Extract to read:
Two New Upper Bounds for the Maximum $k$-plex Problem

Given an undirected graph $G=(V,E)$, where $V$ is the vertex set and $E$ the edge set, the density of $G$ is $2|E|/(|V|(|V|-1))$, we denote $N(v)$ as the set of vertices adjacent to $v$, which are also called the neighbors of $v$. Given a vertex set $S\subseteq V$, we denote $G[S]$ as the subgraph induced by $S$. Given an integer $k$, $S\subseteq V$ is a $k$-plex if each vertex $v\in S$ satisfies that $|S\backslash N(v)|\leq k$.

For a growing partial $k$-plex $S$, we define $\omega_{k}(G,S)$ as the size of the maximum $k$-plex that includes all vertices in $S$, and $\delta(S,v)=|S\backslash N(v)|$ as the number of non-neighbors of vertex $v$ in $S$. Given an integer $k$, we further define $\delta_{k}^{-}(S,v)=k-\delta(S,v)$ to facilitate our algorithm description. If $v\in S$, $\delta_{k}^{-}(S,v)$ indicates the maximum number of non-adjacent vertices of $v$ that can be added to $S$. Otherwise, it indicates that, including $v$ itself, the maximum number of its non-adjacent vertices that can be added to $S$.

Directions:
[a] In the k-plex passage, what does δ(S,v) count?
[b] Pick out every line in the rows that contains the string "lighthouse". Case counts.

(Dataset excerpt)
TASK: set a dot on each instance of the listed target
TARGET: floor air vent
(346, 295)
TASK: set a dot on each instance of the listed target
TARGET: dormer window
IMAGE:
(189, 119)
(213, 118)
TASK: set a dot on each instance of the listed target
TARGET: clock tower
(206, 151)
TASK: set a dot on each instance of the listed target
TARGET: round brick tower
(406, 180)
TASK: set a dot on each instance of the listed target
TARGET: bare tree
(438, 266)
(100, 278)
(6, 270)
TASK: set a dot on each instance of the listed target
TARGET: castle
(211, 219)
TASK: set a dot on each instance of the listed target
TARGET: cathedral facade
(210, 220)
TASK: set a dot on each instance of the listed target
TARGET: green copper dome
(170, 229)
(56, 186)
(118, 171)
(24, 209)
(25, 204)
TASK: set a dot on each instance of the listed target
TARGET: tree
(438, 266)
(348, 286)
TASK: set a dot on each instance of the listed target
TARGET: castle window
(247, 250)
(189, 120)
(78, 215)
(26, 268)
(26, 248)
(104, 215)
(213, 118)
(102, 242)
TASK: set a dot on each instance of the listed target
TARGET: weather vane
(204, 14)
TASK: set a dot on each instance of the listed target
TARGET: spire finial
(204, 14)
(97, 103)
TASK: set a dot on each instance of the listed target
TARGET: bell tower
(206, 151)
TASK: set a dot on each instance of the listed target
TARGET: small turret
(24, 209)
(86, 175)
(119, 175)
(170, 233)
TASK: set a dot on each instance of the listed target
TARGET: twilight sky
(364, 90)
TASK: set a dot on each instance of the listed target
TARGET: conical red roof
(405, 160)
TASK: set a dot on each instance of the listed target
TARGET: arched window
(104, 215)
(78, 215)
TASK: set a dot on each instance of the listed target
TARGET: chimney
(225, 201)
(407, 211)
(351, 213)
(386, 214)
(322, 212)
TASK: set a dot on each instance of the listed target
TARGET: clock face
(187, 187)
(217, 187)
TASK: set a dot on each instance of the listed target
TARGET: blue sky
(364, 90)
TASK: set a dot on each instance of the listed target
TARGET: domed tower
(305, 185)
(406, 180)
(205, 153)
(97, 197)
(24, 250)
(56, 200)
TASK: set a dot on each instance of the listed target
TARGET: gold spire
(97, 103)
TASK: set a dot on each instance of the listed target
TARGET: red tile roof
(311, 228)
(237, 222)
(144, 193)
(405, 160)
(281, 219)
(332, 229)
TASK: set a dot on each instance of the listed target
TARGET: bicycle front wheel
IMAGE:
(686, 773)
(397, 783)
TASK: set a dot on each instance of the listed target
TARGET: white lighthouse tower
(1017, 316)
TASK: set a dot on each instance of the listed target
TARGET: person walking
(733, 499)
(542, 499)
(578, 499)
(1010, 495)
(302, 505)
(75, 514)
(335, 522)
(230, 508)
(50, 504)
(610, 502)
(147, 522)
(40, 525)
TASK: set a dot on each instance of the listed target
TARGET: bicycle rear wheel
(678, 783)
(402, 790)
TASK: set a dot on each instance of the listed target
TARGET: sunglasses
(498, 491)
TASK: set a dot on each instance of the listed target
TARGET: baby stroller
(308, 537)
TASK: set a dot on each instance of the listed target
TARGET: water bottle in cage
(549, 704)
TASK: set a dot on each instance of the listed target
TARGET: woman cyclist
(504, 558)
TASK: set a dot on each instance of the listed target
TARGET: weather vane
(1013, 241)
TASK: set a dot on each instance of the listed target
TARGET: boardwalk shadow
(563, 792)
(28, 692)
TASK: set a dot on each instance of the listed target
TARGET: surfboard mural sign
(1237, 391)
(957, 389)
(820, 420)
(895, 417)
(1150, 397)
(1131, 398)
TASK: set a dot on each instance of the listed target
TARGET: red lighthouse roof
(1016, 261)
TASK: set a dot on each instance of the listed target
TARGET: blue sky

Solutions to the exercise:
[a] The number of non-neighbors of vertex v in S.

[b]
TARGET: white lighthouse tower
TARGET: red lighthouse roof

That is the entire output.